EXERCISE GOAL
Copy out, word for word, the part of the entries below that opens with the line containing "form [328, 171]." and closes with the line containing "[1200, 735]", including both of those lines.

------ DATASET RECORDS

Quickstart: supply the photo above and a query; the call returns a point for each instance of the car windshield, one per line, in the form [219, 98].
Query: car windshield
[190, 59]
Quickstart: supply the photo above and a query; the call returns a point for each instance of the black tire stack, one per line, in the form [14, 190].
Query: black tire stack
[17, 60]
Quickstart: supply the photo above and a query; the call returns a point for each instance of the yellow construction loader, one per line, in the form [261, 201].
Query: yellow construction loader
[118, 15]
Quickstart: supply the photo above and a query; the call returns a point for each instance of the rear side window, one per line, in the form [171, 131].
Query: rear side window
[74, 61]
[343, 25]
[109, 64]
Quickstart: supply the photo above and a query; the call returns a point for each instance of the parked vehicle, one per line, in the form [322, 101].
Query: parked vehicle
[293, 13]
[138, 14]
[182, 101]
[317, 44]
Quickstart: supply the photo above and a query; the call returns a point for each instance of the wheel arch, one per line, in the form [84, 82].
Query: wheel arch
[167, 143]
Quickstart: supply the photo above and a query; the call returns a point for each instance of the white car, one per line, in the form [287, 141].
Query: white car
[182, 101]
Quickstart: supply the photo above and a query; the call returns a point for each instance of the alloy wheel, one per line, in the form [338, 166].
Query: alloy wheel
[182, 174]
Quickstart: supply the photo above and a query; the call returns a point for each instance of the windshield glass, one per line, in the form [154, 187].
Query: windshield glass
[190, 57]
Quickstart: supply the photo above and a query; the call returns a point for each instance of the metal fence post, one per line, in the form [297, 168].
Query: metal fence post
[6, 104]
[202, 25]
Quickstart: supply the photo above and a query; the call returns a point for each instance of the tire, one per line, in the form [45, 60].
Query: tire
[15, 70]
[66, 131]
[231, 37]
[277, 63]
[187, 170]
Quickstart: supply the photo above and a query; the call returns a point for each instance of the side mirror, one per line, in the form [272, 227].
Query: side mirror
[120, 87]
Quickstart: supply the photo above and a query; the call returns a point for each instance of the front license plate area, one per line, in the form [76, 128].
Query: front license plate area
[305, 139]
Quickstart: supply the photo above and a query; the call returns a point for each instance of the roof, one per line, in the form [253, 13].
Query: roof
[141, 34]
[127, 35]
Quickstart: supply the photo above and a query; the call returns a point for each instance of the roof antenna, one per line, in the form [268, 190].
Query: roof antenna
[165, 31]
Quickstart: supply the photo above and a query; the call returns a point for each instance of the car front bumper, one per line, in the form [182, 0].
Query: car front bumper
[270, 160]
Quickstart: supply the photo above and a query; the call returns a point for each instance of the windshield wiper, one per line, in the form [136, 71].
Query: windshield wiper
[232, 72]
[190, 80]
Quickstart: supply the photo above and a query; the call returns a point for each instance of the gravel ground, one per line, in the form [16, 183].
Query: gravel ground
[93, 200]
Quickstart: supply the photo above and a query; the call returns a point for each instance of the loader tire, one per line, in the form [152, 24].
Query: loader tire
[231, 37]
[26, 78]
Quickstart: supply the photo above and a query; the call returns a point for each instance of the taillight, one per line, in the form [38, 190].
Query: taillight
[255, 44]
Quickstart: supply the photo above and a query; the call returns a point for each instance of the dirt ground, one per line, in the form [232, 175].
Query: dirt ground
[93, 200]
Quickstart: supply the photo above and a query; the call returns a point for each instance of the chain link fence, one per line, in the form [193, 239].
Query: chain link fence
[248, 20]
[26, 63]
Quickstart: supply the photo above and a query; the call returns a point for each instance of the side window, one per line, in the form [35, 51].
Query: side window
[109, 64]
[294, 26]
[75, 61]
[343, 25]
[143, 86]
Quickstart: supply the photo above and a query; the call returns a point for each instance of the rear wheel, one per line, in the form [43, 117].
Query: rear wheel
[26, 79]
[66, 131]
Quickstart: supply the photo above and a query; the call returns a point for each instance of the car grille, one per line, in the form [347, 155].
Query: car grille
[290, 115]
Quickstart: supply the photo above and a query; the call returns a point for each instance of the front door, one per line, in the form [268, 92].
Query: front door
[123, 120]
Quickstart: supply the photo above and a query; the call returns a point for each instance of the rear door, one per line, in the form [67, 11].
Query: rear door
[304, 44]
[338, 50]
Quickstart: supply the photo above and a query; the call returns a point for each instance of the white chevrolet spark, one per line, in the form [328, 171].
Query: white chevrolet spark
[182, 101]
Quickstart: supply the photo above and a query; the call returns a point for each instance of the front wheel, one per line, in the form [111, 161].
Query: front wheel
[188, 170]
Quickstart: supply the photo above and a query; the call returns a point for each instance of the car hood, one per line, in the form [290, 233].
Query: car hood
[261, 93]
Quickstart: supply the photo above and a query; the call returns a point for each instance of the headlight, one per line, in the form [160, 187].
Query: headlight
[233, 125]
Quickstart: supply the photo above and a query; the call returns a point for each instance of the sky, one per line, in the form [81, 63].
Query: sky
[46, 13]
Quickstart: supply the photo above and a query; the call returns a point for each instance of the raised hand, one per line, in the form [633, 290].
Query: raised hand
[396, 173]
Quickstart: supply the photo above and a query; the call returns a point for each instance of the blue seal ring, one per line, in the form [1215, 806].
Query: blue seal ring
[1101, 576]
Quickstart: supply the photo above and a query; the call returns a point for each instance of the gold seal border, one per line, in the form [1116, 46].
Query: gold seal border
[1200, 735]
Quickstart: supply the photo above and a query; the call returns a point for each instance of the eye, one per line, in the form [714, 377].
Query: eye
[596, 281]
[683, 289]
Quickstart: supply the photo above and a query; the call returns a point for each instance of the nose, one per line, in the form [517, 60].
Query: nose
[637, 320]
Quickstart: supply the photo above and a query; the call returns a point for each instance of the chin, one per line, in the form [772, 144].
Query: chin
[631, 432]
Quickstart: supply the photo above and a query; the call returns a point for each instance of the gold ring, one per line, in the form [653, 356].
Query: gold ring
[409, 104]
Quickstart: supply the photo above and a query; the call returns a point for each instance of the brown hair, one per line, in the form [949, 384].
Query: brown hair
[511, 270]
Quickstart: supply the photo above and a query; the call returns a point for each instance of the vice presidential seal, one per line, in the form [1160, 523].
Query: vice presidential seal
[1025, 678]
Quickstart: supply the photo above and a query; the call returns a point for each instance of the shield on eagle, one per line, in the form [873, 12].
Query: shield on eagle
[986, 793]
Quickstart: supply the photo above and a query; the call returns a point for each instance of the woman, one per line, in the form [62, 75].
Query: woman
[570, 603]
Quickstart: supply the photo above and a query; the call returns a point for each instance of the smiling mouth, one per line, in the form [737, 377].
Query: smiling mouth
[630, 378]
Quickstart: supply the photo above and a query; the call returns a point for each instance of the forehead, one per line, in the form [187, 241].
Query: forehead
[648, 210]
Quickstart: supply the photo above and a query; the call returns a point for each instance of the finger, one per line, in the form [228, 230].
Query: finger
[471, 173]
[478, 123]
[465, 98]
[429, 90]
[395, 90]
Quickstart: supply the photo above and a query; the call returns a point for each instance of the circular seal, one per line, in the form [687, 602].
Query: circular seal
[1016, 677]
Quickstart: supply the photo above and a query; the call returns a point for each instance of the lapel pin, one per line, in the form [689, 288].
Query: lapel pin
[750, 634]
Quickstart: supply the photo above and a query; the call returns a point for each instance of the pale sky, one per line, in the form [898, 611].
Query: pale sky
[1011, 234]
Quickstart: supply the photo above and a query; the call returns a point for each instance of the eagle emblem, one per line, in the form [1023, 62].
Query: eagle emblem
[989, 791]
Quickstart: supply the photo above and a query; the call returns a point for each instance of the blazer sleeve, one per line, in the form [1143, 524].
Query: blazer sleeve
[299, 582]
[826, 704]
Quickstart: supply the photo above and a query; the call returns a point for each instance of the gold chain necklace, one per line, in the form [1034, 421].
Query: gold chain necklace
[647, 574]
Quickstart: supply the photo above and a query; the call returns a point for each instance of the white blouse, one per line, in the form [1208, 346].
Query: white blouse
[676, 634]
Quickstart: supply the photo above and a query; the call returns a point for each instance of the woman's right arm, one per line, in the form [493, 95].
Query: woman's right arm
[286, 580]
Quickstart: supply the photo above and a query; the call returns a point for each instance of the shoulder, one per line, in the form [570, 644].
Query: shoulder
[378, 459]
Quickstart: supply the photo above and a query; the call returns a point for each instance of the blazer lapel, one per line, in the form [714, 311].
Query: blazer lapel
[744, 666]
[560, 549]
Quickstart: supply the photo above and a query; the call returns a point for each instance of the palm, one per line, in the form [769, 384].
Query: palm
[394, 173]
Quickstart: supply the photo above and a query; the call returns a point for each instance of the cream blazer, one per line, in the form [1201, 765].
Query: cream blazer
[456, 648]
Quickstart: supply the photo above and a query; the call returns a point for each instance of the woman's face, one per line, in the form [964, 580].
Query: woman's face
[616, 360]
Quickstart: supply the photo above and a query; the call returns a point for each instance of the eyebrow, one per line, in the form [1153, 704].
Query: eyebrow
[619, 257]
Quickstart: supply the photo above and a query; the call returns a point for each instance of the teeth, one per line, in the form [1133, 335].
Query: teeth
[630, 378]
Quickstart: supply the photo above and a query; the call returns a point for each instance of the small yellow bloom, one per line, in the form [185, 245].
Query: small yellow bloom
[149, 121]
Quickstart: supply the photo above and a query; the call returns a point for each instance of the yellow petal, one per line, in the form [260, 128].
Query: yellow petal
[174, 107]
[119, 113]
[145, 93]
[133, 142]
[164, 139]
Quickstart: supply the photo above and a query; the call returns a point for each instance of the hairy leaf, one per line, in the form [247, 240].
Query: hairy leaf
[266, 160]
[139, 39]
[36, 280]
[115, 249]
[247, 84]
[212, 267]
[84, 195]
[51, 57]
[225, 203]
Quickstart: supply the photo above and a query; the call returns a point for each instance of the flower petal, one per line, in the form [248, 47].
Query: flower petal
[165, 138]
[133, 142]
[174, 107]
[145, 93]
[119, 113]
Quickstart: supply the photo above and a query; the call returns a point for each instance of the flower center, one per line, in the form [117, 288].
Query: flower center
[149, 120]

------------

RESPONSE TO THIS TASK
Quickstart: supply the photo above and a query; the call returns a point for each instance of the white chevrolet spark, one per line, in the form [328, 171].
Query: white chevrolet spark
[182, 101]
Quickstart: supply the photo above and a query; the call returns a point for each instance of the front wheel, one per line, in the form [111, 161].
Query: front wheel
[188, 170]
Quickstart: supply the photo above and a query; the call returns a point for each instance of the car hood, one per line, in the form [290, 233].
Query: car hood
[261, 93]
Quickstart: supply the photo above and a query; the call returns a point for each instance of the headlight, one per line, in the form [160, 187].
Query: headlight
[233, 125]
Quickstart: supply the photo above and a query; the call returns a point for each instance of the sky, one per line, in the form [81, 63].
Query: sky
[46, 13]
Quickstart: supply the photo above and a query; the call returns a point for each instance of the raised hand, one per line, in the form [633, 290].
Query: raised hand
[396, 173]
Quickstart: supply the photo above and a query; the call returns a point for each instance of the blue seal ring, one per line, in the form [1215, 806].
Query: blue seal ring
[1101, 576]
Quickstart: supply the photo above and a query; the call returns a point for each instance of the gold seal border, one per line, in the form [1116, 46].
Query: gold seal border
[1200, 735]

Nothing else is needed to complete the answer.